__Set tasks__:
1: Answer these questions from the passage on Tarantino's films:
(a) Which group recorded "I'm Blue"?
(b) In what year did "Kill Bill Vol 2" come out?
(c) Which two acts does "About Her" mix?
2: Copy the passage on Tarantino's films word for word from "Tarantino shoots some" to "this thing…Google then.".

__Page excerpt__:
+--
Tarantino shoots some impressive bars & clubs, the Titty Twister may be off the beaten track & tend to get a little late-night messy but it’s some place. Likewise how great did Jack Rabbit Slim’s look in “Pulp Fiction. So, if you are in his idea of an izakaya then the 5-6-7-8’s will be playing there. An Oriental Ronettes playing their own instruments & an approximation of surf/rockabilly. “I’m Blue” is an Ike Turner song, recorded by the Ikettes. There’s a good story about QT’s discovery of the band but extra paragraphs are creeping into this thing…Google then.

“Kill Bill Vol 2” (2004) is the substance to its predecessor’s style. Bill (David Carradine…yay !) shows up & we learn some things about those characters who had spent “Vol 1” fighting & being flash. We knew QT could do exposition because we had seen “Jackie Brown”, anyway there are enough whistle & bells in the film. Uma is still beautiful, the buried alive scene is a 21st century classic & the soundtrack just keeps on keeping on…again. “About Her” is Malcolm Maclaren getting cute but staying correct with a mix of Bessie Smith & the Zombies to a trip-hop rhythm. Malcolm did not seem to have any significant attention span about much at all but when he applied himself to the music it could stick around.
+--
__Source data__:

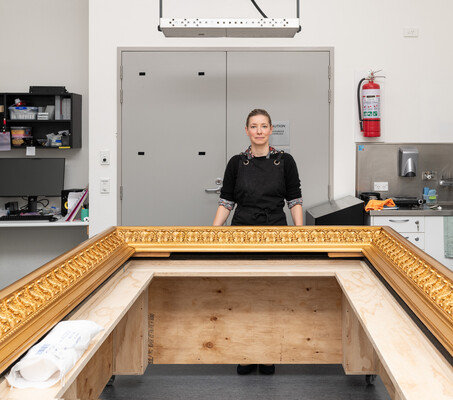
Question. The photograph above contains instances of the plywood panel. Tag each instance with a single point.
(130, 339)
(358, 354)
(247, 320)
(91, 381)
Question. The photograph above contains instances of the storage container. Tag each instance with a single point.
(22, 112)
(21, 136)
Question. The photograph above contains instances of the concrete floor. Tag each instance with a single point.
(190, 382)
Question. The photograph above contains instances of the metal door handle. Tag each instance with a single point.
(218, 182)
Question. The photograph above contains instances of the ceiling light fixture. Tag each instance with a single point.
(230, 27)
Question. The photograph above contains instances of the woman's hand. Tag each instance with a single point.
(297, 215)
(221, 216)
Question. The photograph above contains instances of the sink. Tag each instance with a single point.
(441, 207)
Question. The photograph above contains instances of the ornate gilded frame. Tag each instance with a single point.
(34, 304)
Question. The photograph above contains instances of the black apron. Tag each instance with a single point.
(260, 191)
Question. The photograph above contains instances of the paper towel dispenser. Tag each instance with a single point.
(408, 161)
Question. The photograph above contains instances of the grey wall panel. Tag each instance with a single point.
(173, 111)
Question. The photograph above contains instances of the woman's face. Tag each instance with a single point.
(258, 130)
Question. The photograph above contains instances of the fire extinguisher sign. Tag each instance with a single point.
(371, 103)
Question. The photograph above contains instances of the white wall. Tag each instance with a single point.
(365, 34)
(45, 43)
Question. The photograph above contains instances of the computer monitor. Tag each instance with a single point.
(31, 177)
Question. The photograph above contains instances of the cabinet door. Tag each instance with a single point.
(434, 240)
(401, 223)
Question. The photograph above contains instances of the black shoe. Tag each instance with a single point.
(267, 369)
(246, 369)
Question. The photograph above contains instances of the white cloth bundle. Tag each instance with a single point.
(47, 362)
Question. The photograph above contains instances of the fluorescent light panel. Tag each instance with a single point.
(229, 27)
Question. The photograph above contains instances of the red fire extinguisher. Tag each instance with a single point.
(370, 112)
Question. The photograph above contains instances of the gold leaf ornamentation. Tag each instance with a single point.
(428, 279)
(36, 296)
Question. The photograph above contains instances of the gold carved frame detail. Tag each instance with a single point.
(34, 304)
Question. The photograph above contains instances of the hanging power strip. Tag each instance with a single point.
(229, 27)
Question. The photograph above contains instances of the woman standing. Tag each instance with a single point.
(258, 181)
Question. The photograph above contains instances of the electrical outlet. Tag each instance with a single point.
(105, 185)
(381, 186)
(105, 157)
(429, 175)
(410, 32)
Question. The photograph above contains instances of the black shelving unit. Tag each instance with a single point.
(41, 128)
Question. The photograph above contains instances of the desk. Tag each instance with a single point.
(166, 310)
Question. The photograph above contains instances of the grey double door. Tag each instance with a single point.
(183, 116)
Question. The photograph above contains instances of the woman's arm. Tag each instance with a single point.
(297, 215)
(221, 216)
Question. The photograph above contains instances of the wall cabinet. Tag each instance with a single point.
+--
__Task-by-task results__:
1:
(a) The Ikettes
(b) 2004
(c) Bessie Smith and the Zombies

2:
Tarantino shoots some impressive bars & clubs, the Titty Twister may be off the beaten track & tend to get a little late-night messy but it’s some place. Likewise how great did Jack Rabbit Slim’s look in “Pulp Fiction. So, if you are in his idea of an izakaya then the 5-6-7-8’s will be playing there. An Oriental Ronettes playing their own instruments & an approximation of surf/rockabilly. “I’m Blue” is an Ike Turner song, recorded by the Ikettes. There’s a good story about QT’s discovery of the band but extra paragraphs are creeping into this thing…Google then.